▸ What to produce
Copy the lines word for word, starting at the line that contains "by groom in" and ending with the final line of the rows below.

* Start Data for processing *

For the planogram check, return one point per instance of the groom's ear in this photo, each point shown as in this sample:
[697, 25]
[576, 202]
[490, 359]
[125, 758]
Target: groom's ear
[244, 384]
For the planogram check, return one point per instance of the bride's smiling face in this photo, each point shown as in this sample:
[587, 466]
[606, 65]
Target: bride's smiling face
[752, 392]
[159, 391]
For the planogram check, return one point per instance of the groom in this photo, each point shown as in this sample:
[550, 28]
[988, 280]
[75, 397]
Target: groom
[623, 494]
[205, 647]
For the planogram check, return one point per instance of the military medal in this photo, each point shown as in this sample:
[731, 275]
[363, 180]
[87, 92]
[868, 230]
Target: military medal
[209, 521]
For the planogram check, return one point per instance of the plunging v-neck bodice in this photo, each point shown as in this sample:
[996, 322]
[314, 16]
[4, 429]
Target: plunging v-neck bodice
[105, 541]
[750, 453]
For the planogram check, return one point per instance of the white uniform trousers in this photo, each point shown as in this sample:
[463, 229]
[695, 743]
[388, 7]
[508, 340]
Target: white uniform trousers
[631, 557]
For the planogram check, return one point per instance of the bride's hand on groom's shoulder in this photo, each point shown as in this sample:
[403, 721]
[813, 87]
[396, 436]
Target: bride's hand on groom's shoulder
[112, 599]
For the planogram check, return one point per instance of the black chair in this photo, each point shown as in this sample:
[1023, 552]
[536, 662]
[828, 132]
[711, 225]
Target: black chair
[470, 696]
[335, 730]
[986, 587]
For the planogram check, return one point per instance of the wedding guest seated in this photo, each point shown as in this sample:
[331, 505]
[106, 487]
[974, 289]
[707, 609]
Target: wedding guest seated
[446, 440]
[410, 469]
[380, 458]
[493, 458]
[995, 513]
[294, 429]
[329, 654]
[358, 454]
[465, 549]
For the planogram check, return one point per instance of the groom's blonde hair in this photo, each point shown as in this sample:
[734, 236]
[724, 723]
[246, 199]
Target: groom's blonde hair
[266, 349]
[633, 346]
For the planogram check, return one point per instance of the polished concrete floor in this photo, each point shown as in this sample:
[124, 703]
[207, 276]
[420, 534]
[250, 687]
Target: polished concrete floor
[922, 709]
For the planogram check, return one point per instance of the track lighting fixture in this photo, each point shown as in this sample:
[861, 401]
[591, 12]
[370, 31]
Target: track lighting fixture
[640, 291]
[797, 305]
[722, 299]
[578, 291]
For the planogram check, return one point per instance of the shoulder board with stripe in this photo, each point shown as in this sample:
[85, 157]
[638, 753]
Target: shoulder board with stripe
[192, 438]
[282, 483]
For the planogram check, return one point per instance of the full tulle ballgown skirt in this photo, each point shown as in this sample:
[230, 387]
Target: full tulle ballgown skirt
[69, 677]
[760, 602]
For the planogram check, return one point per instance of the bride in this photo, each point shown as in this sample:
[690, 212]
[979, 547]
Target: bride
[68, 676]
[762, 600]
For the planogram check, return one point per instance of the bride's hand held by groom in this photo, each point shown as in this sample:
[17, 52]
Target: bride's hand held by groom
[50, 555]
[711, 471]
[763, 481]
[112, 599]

* End Data for processing *

▸ Result of this task
For the planogram check, return one point per instance of the bride's hand held by groom in this photo, each point shown as in this sample:
[17, 52]
Target: bride's hand held by groom
[50, 555]
[711, 471]
[763, 481]
[112, 599]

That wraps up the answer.